» Exercise aim:
Write the next part of the text on Dask chunking and memory use, starting right after its final sentence.

» Document:
● ● ● ● ●

Dask can compute many tasks and handle large amounts of data over the course of a series of calculations. Collectively, these calculations might work on more data in total than can fit in RAM, but it is a problem if the final product is too big to fit in RAM. Below we will change the dataset so that the final result can fit in RAM and then use the .compute() function to run all the calculations.
Let's take a look at the memory usage for one of the bands, we'll use red.
dataset.red
<xarray.DataArray 'red' (time: 45, y: 7607, x: 6685)>
dask.array<dc_load_red, shape=(45, 7607, 6685), dtype=uint16, chunksize=(1, 7607, 6685), chunktype=numpy.ndarray>
Coordinates:
* time (time) datetime64[ns] 2021-01-03T14:38:55.375489 ... 2021-12...
* y (y) float64 6.8e+06 6.8e+06 6.8e+06 ... 6.572e+06 6.572e+06
* x (x) float64 7.629e+05 7.629e+05 ... 9.633e+05 9.634e+05
spatial_ref int32 32718
Attributes:
units: reflectance
nodata: 0
crs: epsg:32718
grid_mapping: spatial_refYou can see the year now has more time observations than in the first dataset because we've expanded the area of interest and picked up multiple satellite passes. The spatial dimensions are also much larger.
Take a note of the Chunk Bytes - probably around 80 MiB. This is the smallest unit of this dataset that dask will do work on. To do an NDVI calculation, dask will need two bands, the mask, the result and a few other temporary variables in memory at once. This means whilst this value is an indicator of memory required on a worker to perform an operation it is not the total, which will depend on the operation.
We can adjust the amount of memory per chunk further by chunking the spatial dimension. Let's split it into 2048x2048 size pieces.
dataset = None # clear results from any previous runs
dataset = dc.load(
product=products,
x=study_area_lon,
y=study_area_lat,
time=set_time,
measurements=measurements,
resampling={"fmask": "nearest", "*": "average"},
output_crs=set_crs,
resolution=set_resolution,
dask_chunks = {"time":1, "x":2048, "y":2048}, ## Adjust the chunking spatially as well
group_by=group_by,
)
print(f"dataset size (GiB) {dataset.nbytes / 2**30:.2f}")
dataset size (GiB) 40.49
As you can see the total dataset size stays the same.
Look at the red data variable below. You can see the chunk size has reduced to 8 MiB, and there are now more chunks (around 700-800) - compared with around 60 previously. This will result in a higher number of Tasks for Dask to work on. This makes sense: smaller chunks, more tasks.

● ● ● ● ●

Records excerpted from a collection
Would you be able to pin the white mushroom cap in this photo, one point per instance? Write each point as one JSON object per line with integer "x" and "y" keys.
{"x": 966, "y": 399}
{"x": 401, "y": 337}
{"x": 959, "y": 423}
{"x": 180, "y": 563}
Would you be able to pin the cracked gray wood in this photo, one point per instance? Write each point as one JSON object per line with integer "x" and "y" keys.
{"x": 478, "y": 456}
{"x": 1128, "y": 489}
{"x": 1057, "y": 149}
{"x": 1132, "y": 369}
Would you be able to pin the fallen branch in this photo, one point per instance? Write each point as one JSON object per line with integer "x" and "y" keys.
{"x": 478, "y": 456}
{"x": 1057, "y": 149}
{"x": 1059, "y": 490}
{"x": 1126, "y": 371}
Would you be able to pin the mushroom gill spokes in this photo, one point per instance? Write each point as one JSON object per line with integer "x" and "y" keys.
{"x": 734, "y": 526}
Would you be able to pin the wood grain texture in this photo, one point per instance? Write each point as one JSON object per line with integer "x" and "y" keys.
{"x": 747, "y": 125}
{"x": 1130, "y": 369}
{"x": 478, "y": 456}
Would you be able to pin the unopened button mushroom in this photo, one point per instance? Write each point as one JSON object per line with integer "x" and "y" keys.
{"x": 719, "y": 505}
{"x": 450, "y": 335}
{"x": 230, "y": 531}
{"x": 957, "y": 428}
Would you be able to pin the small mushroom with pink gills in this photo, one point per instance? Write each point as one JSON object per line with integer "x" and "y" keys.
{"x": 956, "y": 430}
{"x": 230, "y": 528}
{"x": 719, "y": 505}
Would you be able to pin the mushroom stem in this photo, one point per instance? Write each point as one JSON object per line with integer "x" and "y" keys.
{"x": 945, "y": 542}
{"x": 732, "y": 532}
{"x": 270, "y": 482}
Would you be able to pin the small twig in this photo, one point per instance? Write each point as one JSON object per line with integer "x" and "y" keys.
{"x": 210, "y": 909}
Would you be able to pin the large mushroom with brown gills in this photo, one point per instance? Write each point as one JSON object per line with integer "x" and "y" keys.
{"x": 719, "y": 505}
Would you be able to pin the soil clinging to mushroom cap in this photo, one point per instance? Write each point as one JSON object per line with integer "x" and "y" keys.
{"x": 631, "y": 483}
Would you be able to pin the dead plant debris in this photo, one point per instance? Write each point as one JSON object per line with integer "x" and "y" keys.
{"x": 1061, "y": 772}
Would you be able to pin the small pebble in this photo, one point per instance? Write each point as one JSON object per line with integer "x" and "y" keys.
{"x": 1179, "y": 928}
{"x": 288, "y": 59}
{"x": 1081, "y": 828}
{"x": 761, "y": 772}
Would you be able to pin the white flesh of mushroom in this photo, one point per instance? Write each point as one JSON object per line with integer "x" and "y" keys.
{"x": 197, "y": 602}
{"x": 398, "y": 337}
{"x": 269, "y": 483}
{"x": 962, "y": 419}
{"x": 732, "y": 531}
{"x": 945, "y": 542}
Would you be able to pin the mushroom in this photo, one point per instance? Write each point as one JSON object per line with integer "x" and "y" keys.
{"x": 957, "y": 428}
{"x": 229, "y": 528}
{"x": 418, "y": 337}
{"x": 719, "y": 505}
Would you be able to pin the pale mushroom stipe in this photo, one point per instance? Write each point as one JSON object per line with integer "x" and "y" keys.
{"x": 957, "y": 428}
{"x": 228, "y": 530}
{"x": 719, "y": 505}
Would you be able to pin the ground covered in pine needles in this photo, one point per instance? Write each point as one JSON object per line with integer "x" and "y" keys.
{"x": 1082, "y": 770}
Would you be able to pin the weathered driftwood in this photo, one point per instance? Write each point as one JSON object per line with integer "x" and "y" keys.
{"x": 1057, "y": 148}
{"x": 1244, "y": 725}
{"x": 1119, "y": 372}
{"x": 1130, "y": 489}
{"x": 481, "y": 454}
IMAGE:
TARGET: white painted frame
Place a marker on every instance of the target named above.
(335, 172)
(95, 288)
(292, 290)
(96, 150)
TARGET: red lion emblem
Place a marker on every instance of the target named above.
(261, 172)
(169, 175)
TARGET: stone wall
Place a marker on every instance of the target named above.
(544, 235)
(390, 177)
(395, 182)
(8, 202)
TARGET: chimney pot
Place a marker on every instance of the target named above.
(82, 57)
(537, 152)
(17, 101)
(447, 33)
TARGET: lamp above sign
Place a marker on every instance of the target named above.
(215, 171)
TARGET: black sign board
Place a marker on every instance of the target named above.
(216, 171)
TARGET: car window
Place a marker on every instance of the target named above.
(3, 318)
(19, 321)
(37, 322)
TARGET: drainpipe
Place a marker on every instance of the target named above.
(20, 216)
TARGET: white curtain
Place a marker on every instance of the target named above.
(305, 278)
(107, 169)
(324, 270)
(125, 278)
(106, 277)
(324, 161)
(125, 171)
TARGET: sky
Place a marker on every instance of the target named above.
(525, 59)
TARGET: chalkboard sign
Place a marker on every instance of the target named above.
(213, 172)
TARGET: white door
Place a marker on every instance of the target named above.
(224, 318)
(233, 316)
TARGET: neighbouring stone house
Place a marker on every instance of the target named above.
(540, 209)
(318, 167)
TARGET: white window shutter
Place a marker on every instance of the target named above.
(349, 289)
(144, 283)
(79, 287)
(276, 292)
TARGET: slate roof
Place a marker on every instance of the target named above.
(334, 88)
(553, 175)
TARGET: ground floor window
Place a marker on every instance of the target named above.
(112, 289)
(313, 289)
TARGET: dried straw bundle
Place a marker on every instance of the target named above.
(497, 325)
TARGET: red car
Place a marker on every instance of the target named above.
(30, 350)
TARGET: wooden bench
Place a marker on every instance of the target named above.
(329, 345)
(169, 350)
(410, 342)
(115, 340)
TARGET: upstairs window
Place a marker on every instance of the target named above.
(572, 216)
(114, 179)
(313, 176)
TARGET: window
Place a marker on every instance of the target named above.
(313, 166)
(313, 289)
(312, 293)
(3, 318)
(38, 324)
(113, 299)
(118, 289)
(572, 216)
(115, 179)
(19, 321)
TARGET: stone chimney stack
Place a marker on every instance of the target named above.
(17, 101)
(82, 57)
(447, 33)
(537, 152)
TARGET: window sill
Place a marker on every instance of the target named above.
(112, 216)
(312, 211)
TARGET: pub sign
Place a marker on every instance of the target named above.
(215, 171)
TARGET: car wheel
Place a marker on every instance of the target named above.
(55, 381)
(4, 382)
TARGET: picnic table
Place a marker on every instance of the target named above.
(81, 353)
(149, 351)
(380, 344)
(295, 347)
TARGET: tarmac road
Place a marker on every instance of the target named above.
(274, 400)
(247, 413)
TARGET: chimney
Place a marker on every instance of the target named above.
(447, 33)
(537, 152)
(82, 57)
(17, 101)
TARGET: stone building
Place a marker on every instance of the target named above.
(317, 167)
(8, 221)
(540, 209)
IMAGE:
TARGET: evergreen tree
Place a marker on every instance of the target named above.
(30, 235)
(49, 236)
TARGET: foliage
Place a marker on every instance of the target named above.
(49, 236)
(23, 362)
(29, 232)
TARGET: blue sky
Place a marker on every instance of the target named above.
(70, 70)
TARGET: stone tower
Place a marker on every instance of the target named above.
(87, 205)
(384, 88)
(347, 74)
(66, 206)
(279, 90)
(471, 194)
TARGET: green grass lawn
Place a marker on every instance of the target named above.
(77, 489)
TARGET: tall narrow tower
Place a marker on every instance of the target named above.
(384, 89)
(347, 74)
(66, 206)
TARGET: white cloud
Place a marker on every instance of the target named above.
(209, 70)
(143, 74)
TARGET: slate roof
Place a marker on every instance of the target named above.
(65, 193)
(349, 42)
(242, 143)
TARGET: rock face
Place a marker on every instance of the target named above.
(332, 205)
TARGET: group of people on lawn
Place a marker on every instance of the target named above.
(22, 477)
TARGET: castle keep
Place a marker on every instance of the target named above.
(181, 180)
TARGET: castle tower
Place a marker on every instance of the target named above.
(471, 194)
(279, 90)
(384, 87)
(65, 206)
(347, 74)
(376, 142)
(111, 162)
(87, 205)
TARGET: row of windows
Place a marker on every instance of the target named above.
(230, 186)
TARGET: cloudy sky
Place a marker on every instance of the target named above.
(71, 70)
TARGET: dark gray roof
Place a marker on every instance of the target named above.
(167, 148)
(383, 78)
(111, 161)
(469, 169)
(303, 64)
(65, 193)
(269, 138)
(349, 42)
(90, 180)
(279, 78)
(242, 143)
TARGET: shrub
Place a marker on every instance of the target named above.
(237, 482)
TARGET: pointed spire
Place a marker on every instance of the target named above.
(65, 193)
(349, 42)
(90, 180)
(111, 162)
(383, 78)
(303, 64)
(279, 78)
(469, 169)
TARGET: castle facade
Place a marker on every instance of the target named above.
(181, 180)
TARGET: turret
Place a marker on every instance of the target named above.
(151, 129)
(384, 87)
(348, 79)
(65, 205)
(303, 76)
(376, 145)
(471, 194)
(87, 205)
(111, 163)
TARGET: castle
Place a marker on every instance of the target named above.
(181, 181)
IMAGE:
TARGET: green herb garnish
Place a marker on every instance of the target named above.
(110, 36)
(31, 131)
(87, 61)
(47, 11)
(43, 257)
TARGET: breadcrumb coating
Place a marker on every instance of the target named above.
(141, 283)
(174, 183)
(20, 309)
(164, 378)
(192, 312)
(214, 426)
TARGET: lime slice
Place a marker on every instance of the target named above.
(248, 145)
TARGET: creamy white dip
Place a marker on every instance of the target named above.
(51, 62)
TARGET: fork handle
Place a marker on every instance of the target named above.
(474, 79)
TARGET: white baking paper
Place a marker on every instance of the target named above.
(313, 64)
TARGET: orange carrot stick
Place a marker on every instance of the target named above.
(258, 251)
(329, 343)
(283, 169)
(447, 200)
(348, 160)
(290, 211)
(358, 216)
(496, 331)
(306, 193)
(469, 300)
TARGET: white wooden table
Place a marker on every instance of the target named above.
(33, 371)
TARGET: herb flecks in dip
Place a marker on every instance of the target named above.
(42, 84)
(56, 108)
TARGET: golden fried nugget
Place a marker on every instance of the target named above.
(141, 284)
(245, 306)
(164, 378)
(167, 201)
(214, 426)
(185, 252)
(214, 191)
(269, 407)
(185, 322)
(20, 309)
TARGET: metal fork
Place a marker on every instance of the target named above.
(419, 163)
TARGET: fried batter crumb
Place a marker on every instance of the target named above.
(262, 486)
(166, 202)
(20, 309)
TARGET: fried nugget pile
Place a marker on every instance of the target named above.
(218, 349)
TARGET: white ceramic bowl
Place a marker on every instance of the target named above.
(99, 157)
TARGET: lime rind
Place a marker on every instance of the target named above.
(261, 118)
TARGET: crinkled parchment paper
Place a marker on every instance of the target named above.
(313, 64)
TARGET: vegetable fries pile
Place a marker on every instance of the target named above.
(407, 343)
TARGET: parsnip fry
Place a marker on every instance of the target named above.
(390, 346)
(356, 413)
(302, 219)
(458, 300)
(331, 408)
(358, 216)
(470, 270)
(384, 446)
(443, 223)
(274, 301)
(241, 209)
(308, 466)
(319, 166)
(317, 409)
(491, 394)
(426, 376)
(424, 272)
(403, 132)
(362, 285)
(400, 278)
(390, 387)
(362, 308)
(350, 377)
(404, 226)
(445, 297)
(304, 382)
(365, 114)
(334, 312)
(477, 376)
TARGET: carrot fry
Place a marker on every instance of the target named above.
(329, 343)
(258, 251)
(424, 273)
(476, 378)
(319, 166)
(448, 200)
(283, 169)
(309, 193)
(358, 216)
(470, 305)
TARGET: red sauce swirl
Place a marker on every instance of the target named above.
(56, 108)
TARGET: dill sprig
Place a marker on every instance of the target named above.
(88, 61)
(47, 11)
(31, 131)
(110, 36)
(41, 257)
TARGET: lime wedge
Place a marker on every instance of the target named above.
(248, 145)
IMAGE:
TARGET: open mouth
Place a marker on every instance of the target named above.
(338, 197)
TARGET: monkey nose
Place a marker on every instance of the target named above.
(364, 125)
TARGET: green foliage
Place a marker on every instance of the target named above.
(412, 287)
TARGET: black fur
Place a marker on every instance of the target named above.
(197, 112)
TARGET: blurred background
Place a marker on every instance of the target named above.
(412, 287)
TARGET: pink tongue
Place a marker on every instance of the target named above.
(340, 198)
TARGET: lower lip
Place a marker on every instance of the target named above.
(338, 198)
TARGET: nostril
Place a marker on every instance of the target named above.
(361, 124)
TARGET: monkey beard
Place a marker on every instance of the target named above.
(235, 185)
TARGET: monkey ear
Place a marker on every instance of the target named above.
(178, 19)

● ● ● ● ●

» Response to this exercise:
TIP: The relationship between tasks and chunks is a critical tuning parameter.
Workers have limits in memory and compute capacity. The Dask Scheduler has limits in how many tasks it can manage efficiently (and remember it is tracking all of the data variables, not just this one). The trick with Dask is to give it a good number of chunks of data which aren't too big and don't result in too many tasks. There is always a trade-off and each calculation will be different. Ideally, you want chunks to be aligned with how the data is stored, or how the data is going to be used. If those two things are different, then rechunking can result in large amounts of data needing to be held in the cluster memory, which could result in failures. In the same way, if chunks are too large, they might end up taking up too much memory, causing a crash. This is sometimes down to trial and error.
Later, when we move to a fully remote and distributed cluster, chunks also become an important element in communicating between workers over networks.
If you look carefully at the cube-like diagram in the summary below you will see that some internal lines showing the chunk boundaries for the spatial dimensions. 2048 wasn't an even multiplier so dask has made some chunks on the edges smaller. The specification of chunks is a guide: the actual data, numpy arrays in this case, are made into chunk sized shapes or smaller. These are called blocks in dask and represent the actual shape of the numpy array that will be processed.
Somewhat confusingly the terms blocks and chunks are also used in dask literature and you'll need to check the context to see if it is referring to the specification or the actual block of data. For the moment this differentiation doesn't matter but when performing low level custom operations knowing that your blocks might be a different shape does matter.
dataset.red
<xarray.DataArray 'red' (time: 45, y: 7607, x: 6685)>
dask.array<dc_load_red, shape=(45, 7607, 6685), dtype=uint16, chunksize=(1, 2048, 2048), chunktype=numpy.ndarray>
Coordinates:
* time (time) datetime64[ns] 2021-01-03T14:38:55.375489 ... 2021-12...
* y (y) float64 6.8e+06 6.8e+06 6.8e+06 ... 6.572e+06 6.572e+06
* x (x) float64 7.629e+05 7.629e+05 ... 9.633e+05 9.634e+05
spatial_ref int32 32718
Attributes:
units: reflectance
nodata: 0
crs: epsg:32718
grid_mapping: spatial_refWe won't worry to much about tuning these parameters right now and instead will focus on processing this larger dataset. As before we can exploit dask's ability to use delayed tasks and apply our masking and NDVI directly to the full dataset. We'll also add an unweighted seasonal mean calculation using groupby("time.season").mean("time"). Dask will seek to complete the reductions (by chunk) first as they reduce memory usage.
It's probably worth monitoring the dask cluster memory usage via the dashboard Workers Memory to see just how little ram is actually used during this calculation despite it being performed on a large dataset.
print(dashboard_address)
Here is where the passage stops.